Data section
++++

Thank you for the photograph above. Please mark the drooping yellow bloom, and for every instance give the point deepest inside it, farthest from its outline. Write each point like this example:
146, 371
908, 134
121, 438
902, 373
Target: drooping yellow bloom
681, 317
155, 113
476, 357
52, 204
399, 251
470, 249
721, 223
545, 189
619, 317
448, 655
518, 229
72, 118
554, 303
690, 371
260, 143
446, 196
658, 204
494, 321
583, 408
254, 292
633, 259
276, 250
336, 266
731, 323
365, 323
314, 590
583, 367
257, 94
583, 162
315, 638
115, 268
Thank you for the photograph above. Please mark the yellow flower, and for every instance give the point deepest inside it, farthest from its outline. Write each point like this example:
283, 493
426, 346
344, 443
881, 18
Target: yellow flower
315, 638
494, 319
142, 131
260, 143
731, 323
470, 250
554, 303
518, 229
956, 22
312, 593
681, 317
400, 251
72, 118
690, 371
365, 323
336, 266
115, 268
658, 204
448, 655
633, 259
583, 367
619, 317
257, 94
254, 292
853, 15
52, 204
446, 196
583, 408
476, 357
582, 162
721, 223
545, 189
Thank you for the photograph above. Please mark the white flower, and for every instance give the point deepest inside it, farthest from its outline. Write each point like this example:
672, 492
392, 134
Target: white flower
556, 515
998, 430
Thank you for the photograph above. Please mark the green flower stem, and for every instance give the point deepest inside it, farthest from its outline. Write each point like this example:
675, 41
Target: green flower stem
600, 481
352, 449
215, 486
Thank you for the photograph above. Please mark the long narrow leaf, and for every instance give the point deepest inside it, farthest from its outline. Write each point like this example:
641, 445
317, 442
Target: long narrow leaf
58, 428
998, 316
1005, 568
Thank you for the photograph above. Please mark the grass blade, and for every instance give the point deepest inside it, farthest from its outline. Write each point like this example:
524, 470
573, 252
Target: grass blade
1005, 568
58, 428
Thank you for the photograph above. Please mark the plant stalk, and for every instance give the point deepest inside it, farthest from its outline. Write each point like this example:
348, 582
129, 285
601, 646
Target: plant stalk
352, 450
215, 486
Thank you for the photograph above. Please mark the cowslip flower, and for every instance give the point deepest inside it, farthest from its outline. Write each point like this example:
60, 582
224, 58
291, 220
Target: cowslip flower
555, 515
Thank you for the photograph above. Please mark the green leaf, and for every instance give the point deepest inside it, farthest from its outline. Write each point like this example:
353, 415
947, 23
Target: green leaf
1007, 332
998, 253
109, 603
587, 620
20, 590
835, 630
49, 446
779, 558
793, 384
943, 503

++++

Problem details
Rewrite all of the material above as a numbered list, one line per item, leaving out any blank lines.

Exercise output
1. Thank you for the photograph above. Please mark the drooping yellow bloom, and for every instance give the point deepest inside it, farthest from its outline. Write each point like this example:
2. 146, 371
3. 908, 134
4. 121, 438
5. 902, 373
6. Target: drooping yellow bloom
7. 681, 317
8. 155, 113
9. 476, 357
10. 52, 204
11. 399, 251
12. 470, 249
13. 721, 223
14. 545, 189
15. 619, 317
16. 448, 655
17. 518, 229
18. 72, 118
19. 554, 303
20. 690, 371
21. 260, 143
22. 446, 196
23. 658, 204
24. 494, 321
25. 583, 408
26. 254, 292
27. 633, 259
28. 276, 250
29. 336, 266
30. 731, 323
31. 365, 323
32. 314, 590
33. 583, 367
34. 257, 94
35. 583, 162
36. 315, 638
37. 115, 268
38. Thank you for the photograph above. Please mark the yellow flower, and for every instance give the point deepest inside it, farthest from its outline. Write each point like this example:
39. 283, 493
40. 426, 346
41. 344, 443
42. 881, 18
43. Target: yellow flower
44. 315, 638
45. 494, 319
46. 142, 131
47. 260, 143
48. 731, 323
49. 470, 250
50. 554, 303
51. 518, 229
52. 956, 22
53. 312, 593
54. 681, 317
55. 400, 251
56. 72, 118
57. 690, 371
58. 365, 323
59. 336, 266
60. 115, 268
61. 658, 204
62. 448, 655
63. 633, 259
64. 583, 367
65. 619, 317
66. 257, 94
67. 254, 292
68. 853, 15
69. 52, 204
70. 446, 196
71. 583, 408
72. 476, 357
73. 582, 162
74. 721, 223
75. 545, 189
76. Thank you for the photograph above. Please mark the white flower, and for every instance give the point deepest inside it, farthest from its outline. Write each point like this example:
77. 672, 492
78. 392, 134
79. Target: white flower
80. 556, 515
81. 998, 430
82. Thank you for the photograph above. Please mark the green flower stem, and for every instance give the point deepest inside it, farthest from its outline. Write each point like this example:
83. 675, 41
84. Target: green flower stem
85. 600, 481
86. 352, 449
87. 215, 486
88. Thank you for the photograph above. Please mark the long narrow leaf, and for every instance give the point deepest inside it, farthest from its outline. Write each point like this example:
89. 641, 445
90. 317, 442
91. Target: long narrow leaf
92. 58, 428
93. 998, 316
94. 1005, 568
95. Thank you for the photograph above. Please mark the grass blade, and for every instance give the point deepest inside it, farthest from its outline. Write each point like this example:
96. 524, 470
97. 573, 252
98. Target: grass blade
99. 1005, 568
100. 58, 428
101. Thank you for the photograph above. Please mark the plant stalk, and for every instance give the point deepest inside it, farthest from its outline. Write each point like this example:
102. 348, 582
103. 129, 285
104. 601, 646
105. Target: plant stalk
106. 352, 450
107. 215, 486
108. Thank you for the photograph above. Please mark the cowslip flower, and for every instance give the point deepest inside it, farthest from its outline. Write each point like this example:
109. 60, 582
110. 224, 58
111. 291, 220
112. Target: cowslip flower
113. 555, 515
114. Thank you for the photograph above. Please mark the green leaf, and for every instance give the point deepest inside it, farthest from its outline. Write each point like this example:
115. 353, 415
116. 947, 23
117. Target: green leaf
118. 1007, 332
119. 998, 253
120. 109, 603
121. 587, 620
122. 20, 590
123. 835, 630
124. 49, 446
125. 779, 558
126. 793, 384
127. 943, 503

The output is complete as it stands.